**Work item:**
Nothing in the records may be altered, and no picture may be included. Restate them in full.

**Records to process:**
————————

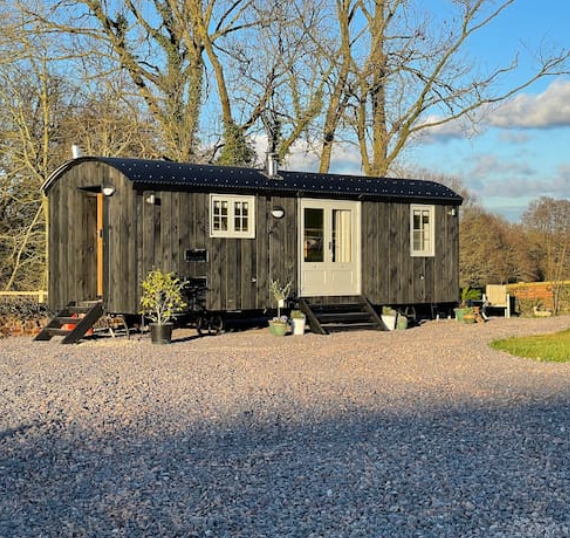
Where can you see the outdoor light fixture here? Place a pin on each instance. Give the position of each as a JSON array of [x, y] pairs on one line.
[[108, 190], [278, 212]]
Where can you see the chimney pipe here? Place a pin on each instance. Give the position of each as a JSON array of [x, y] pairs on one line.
[[272, 165]]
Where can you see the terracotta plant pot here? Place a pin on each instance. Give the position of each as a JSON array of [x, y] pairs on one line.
[[277, 328], [161, 333]]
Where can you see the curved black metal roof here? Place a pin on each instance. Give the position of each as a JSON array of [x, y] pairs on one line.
[[162, 174]]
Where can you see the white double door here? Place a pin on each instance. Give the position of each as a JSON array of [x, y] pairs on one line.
[[330, 248]]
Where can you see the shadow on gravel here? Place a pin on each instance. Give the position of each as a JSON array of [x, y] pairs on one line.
[[461, 472]]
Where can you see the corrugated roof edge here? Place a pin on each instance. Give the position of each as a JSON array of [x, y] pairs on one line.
[[159, 173]]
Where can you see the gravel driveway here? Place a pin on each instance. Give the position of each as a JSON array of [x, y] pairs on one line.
[[418, 433]]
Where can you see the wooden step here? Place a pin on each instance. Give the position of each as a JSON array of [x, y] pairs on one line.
[[325, 318], [72, 327]]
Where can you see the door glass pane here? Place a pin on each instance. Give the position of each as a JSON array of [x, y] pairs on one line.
[[341, 236], [313, 239]]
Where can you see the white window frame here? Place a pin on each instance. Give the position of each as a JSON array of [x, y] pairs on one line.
[[428, 248], [231, 231]]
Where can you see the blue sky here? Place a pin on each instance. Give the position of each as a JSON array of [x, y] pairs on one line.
[[520, 151]]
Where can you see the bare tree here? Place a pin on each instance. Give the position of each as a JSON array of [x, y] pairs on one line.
[[410, 73]]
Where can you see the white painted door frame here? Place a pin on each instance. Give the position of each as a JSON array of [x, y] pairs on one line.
[[329, 247]]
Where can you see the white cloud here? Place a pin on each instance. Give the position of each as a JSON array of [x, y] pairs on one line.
[[548, 109]]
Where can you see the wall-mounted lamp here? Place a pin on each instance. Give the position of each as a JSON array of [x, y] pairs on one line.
[[278, 212], [108, 190]]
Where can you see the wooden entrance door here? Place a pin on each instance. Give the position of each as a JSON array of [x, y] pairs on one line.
[[330, 248]]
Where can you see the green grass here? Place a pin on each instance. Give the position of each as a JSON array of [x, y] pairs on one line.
[[549, 347]]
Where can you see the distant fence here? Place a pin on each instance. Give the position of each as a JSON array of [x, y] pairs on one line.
[[554, 296], [41, 295]]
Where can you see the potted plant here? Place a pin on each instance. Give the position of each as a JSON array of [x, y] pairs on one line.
[[161, 299], [389, 316], [278, 325], [298, 320]]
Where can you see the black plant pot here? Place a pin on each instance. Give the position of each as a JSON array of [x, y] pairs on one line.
[[161, 333]]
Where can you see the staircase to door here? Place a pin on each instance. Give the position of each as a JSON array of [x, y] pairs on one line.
[[72, 322], [356, 314]]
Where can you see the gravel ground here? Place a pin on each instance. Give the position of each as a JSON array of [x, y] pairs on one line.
[[418, 433]]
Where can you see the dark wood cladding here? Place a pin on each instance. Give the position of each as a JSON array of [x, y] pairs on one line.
[[390, 275], [238, 271], [139, 236]]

————————

**Result below:**
Where can you see the outdoor light fixture here? Place a pin on each instance. Give the position of each as a JSON array of [x, y] pairs on one line.
[[108, 190], [278, 212]]
Where can you see the chimney pipe here? Place a pin on each instance. Give the position of each as a JSON array of [x, y] pairs on one line.
[[272, 165]]
Where can you see the terracotta plant pot here? Place a pin on each instance. Give the position of each as a JSON array of [x, y] pairs on one line.
[[277, 328], [161, 333]]
Where can you see the curved black metal roof here? Place a pin on each instance. Give the position of each as a JSON array of [x, y] pairs on one line.
[[162, 174]]
Where can you see the white double door here? Place a pin on each instance. Give the position of each as a JSON array of [x, y] pairs on one line.
[[330, 248]]
Where can you see the shadow on gravel here? Place a pin on each instance. Give the position of each as a JSON array of [x, y] pairs on one line.
[[461, 472]]
Where can you see the corrugated roof edge here? Place a pin on each instance. Give the position of each as a JSON array of [x, y] pairs on one line.
[[159, 173]]
Where can you see the gravel driveway here? Place a pin on each instance. Give the position of each as a JSON array of [x, y] pairs on one line.
[[418, 433]]
Where can you see the wooden step here? Place a pin on each instance. Give the position of each as a JSON array of [x, y] pairs on one line.
[[325, 318], [72, 327]]
Where can you see the door glass pane here? Place a pin on each instance. Give the position of each as a JSON array of [x, y] pairs on one line.
[[341, 236], [313, 239]]
Where can you see the white window frame here? Place a pin on each instance. Give the position of each as a JSON array of [x, y] pairs on one line.
[[428, 248], [231, 231]]
Where can you see the blue sky here? Place a pin on each instance. Give the position of each as a JSON array of [x, y] pairs on one line.
[[520, 151]]
Where can you see the bare tree here? Place a pin on each instance. Give the position of each as a JSON array of [x, y] pairs on one line.
[[410, 73]]
Where can you see the white painted door frame here? Place a pin on each instance. Give the position of each as a JSON array of [x, y] pairs on one line.
[[329, 247]]
Where can you see the white cloud here? Place a pin on each instance. Give the position of each as a JSON array of [x, y] pairs on one line.
[[548, 109]]
Where can you see the wall-mounted lamp here? Place a pin on each instance. Give the position of each as a JSON array of [x, y] pairs on one line.
[[278, 212], [108, 190]]
Where can you see the wooden entrance door here? Place a pin on each instance. Give the position of each as a JSON array of [x, y] pairs on one line.
[[330, 248]]
Where can you see the green grass here? Place a pin on each instance. Give the position of each as a JSON array of [x, y] pairs on one line.
[[549, 347]]
Where can you see the distant fence here? Place a pin on each instance. Give the position of each as a JSON array of [x, y] pairs on one line.
[[554, 296], [41, 295]]
Where can you see the potted plant here? Place a pin on each instance. Give the position of each as a JSON array of [x, y] pairs on one line.
[[161, 299], [389, 316], [278, 325], [298, 320]]
Where can you see the black plant pot here? Place a pin on each instance. Give the position of each as a JSON array of [x, y] pairs on one line.
[[161, 333]]
Where can you see the staircase to door here? Place a pin on each instance. Give the position of each as a JSON array of [x, y] pairs on one line.
[[72, 322], [356, 314]]
Where can you see the gravel ground here? Place a pin on each instance. Give the position of each as a JSON array of [x, y] pairs on one line.
[[418, 433]]
Where can you see the dark wood cladding here? Place a pin on each instance. Give the position of each as a JSON array of [x, y] pairs on one line.
[[390, 275], [238, 271], [139, 236]]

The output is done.